**About this task:**
Set out the records again, keeping every word as it is.
:: Records for this exercise
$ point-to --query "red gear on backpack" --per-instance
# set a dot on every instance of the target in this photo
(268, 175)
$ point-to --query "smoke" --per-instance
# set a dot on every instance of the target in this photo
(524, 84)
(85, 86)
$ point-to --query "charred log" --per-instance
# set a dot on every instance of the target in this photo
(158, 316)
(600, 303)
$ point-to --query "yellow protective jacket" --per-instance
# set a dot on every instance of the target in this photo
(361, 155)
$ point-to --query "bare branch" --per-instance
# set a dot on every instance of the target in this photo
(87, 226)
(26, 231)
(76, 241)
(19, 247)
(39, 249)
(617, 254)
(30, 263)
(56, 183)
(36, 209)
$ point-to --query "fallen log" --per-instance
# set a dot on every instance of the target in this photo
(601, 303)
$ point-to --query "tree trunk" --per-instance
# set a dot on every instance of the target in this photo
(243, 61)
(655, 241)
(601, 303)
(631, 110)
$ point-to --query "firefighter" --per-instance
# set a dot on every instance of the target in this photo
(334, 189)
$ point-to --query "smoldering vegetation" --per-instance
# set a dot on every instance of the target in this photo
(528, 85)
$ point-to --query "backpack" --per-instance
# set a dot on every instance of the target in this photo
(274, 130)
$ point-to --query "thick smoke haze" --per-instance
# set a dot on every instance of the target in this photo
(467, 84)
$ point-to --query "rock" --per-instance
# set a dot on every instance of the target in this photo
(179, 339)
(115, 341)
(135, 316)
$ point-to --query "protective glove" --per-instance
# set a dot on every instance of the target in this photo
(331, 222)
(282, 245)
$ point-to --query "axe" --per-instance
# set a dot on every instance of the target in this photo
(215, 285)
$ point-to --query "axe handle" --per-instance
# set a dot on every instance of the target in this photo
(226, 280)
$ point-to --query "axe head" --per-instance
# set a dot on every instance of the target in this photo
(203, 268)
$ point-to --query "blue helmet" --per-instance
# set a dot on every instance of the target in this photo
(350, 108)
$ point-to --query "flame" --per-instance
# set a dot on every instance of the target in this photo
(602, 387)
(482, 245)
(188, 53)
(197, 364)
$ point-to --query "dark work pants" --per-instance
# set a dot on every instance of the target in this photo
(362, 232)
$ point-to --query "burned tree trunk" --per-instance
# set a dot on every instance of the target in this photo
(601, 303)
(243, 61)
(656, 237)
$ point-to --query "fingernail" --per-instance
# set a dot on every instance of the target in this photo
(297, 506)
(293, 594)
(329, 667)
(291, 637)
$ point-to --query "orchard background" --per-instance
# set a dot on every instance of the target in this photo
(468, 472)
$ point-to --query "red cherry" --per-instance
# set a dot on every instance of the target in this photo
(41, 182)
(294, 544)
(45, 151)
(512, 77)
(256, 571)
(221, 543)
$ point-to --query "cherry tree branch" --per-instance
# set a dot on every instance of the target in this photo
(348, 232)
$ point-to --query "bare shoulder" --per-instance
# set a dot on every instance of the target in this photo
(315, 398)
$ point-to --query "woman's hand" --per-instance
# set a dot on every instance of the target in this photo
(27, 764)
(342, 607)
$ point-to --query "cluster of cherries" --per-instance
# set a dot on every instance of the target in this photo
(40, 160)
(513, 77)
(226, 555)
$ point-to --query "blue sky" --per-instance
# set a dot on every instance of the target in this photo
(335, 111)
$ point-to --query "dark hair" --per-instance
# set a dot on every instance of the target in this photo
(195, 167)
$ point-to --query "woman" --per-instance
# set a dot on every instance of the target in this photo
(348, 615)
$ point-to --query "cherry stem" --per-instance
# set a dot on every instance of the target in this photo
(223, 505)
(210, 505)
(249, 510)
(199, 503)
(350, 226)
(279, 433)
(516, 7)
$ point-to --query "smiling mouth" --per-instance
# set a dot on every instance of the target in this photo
::::
**The answer:**
$ point-to --query "red gear on backpack" --per-instance
# set a dot on every instance of the target in this photo
(268, 175)
$ point-to --query "smoke" --per-instance
# set a dot on every instance of the target in this photo
(524, 84)
(85, 86)
$ point-to --query "charred log" --per-instance
# set a dot on every instance of the target in this photo
(158, 316)
(600, 303)
$ point-to --query "yellow protective jacket" --per-instance
# set a dot on every instance of the target in this photo
(361, 155)
$ point-to --query "bare branch" --per-instance
# set a dot on every instance of the target in this photo
(87, 226)
(26, 231)
(76, 241)
(19, 247)
(39, 249)
(617, 254)
(30, 263)
(56, 183)
(36, 209)
$ point-to --query "fallen log" --per-instance
# set a dot on every instance of the target in this photo
(601, 303)
$ point-to --query "tree trunk" --per-instance
# set a dot on every instance of the target in this photo
(243, 61)
(655, 241)
(601, 303)
(631, 110)
$ point-to --query "firefighter" --per-instance
# set a dot on every instance of the target in this photo
(334, 189)
$ point-to --query "smoldering vegetation" --per-instance
# set a dot on every instance of the target in this photo
(528, 85)
$ point-to --query "backpack" --per-instance
# set a dot on every instance of the target in this photo
(274, 130)
$ point-to --query "thick smoke haze" --per-instance
# set a dot on every instance of the target in this photo
(467, 84)
$ point-to --query "rock" --per-instance
# set a dot on every instance of the target in this photo
(179, 339)
(115, 341)
(135, 316)
$ point-to --query "protective glove" --per-instance
# set a dot on every instance of the target in this photo
(331, 222)
(282, 245)
$ point-to --query "axe" --per-instance
# set a dot on every instance of the target in this photo
(215, 285)
$ point-to --query "axe handle" --per-instance
# set a dot on every instance of the target in this photo
(226, 280)
$ point-to --query "axe head" --per-instance
# set a dot on every instance of the target in this photo
(203, 268)
$ point-to --query "blue helmet" --per-instance
# set a dot on every instance of the target in this photo
(350, 108)
$ point-to --query "flame" --per-instance
# set a dot on every instance of the target in this photo
(602, 387)
(482, 245)
(188, 53)
(197, 364)
$ point-to --query "dark work pants" --per-instance
# set a dot on every instance of the target in this photo
(362, 232)
$ point-to --query "burned tree trunk" --per-instance
# set a dot on every instance of the target in this photo
(601, 303)
(243, 61)
(656, 237)
$ point-to --query "fingernail" --per-instance
# set a dot on every instance of the target in this photo
(297, 506)
(293, 594)
(329, 667)
(291, 637)
$ point-to --query "orchard background" --per-instance
# set a dot on every instance of the target in this photo
(468, 472)
$ point-to --query "red cherry" --per-instance
# set a dot on every instance of the target in this photo
(41, 182)
(294, 544)
(45, 151)
(512, 77)
(256, 571)
(221, 543)
$ point-to --query "cherry tree branch" --per-instance
# set a dot on every instance of the target in this photo
(348, 232)
$ point-to --query "bare shoulder" --per-instance
# set a dot on every instance of the target in this photo
(315, 398)
$ point-to --query "woman's hand" --per-instance
# set a dot on every instance of the target in this photo
(27, 764)
(342, 607)
$ point-to --query "cluster of cherries" --per-instance
# set a dot on every instance of the target in this photo
(40, 160)
(513, 77)
(226, 555)
$ point-to --query "blue sky" --per-instance
# set a dot on every instance of the target in this photo
(335, 111)
$ point-to --query "dark hair" --per-instance
# set a dot on every instance of the target in this photo
(195, 167)
$ point-to --query "woman" --per-instance
# set a dot on every instance of the target in this photo
(348, 615)
$ point-to --query "cherry stem" --per-instance
# set a dot on every instance of the target in this photo
(223, 505)
(210, 505)
(249, 510)
(199, 503)
(350, 226)
(279, 433)
(516, 7)
$ point-to --query "smiling mouth" --per-instance
# set a dot on every instance of the target in this photo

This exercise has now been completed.